Entries drawn from a collection:
########

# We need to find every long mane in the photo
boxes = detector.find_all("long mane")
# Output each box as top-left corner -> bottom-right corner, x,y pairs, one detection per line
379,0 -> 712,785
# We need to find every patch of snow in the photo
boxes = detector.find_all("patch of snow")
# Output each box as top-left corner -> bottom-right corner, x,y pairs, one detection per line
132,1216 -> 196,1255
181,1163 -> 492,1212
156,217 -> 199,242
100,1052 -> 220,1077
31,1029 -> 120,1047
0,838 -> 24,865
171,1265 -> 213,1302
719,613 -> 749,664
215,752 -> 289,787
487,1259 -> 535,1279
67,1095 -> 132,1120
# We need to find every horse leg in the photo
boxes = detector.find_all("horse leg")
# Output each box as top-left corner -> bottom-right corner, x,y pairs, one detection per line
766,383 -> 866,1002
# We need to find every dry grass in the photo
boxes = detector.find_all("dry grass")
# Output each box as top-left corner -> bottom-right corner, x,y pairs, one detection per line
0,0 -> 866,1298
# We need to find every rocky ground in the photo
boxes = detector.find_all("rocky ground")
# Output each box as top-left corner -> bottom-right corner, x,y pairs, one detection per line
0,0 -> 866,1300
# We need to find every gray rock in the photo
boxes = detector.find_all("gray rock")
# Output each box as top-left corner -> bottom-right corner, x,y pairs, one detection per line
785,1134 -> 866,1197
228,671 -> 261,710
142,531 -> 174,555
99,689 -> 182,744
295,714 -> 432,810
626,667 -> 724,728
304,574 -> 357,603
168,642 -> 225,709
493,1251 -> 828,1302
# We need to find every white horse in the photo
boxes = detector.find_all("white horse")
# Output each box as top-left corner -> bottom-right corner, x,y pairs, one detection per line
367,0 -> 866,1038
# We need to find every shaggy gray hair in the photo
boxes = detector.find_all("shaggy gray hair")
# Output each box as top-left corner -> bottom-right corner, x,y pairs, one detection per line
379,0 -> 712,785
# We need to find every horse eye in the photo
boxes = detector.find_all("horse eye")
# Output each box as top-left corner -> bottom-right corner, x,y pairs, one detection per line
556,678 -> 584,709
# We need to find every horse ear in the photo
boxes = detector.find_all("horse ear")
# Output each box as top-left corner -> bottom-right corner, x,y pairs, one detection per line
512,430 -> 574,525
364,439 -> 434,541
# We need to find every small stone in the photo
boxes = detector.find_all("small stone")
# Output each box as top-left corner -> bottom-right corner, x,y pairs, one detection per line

########

Given task: Reproduce the rows word for word, starting at the first line and ending with the line that contains "766,383 -> 866,1002"; include both of those lines.

Right answer:
# We need to find every long mane in the photo
boxes = detector.find_all("long mane")
# Output each box as top-left corner -> bottom-right corner, x,y pairs, one detection per line
379,0 -> 712,785
# We need to find every patch of snow in the photo
boxes = detector.find_all("patch of snow")
# Output each box as top-left corner -> bottom-right corner, x,y pairs, one detection per line
132,1216 -> 196,1255
181,1163 -> 492,1212
156,217 -> 199,242
100,1052 -> 220,1077
31,1029 -> 120,1047
0,838 -> 24,865
171,1265 -> 213,1302
719,613 -> 749,664
215,752 -> 289,787
487,1259 -> 535,1279
67,1095 -> 132,1120
# We need to find every horse leg in the photo
boxes = detector.find_all("horse leg")
# Output each box as top-left corner -> bottom-right corner, x,y pairs, one detection per line
766,383 -> 866,1002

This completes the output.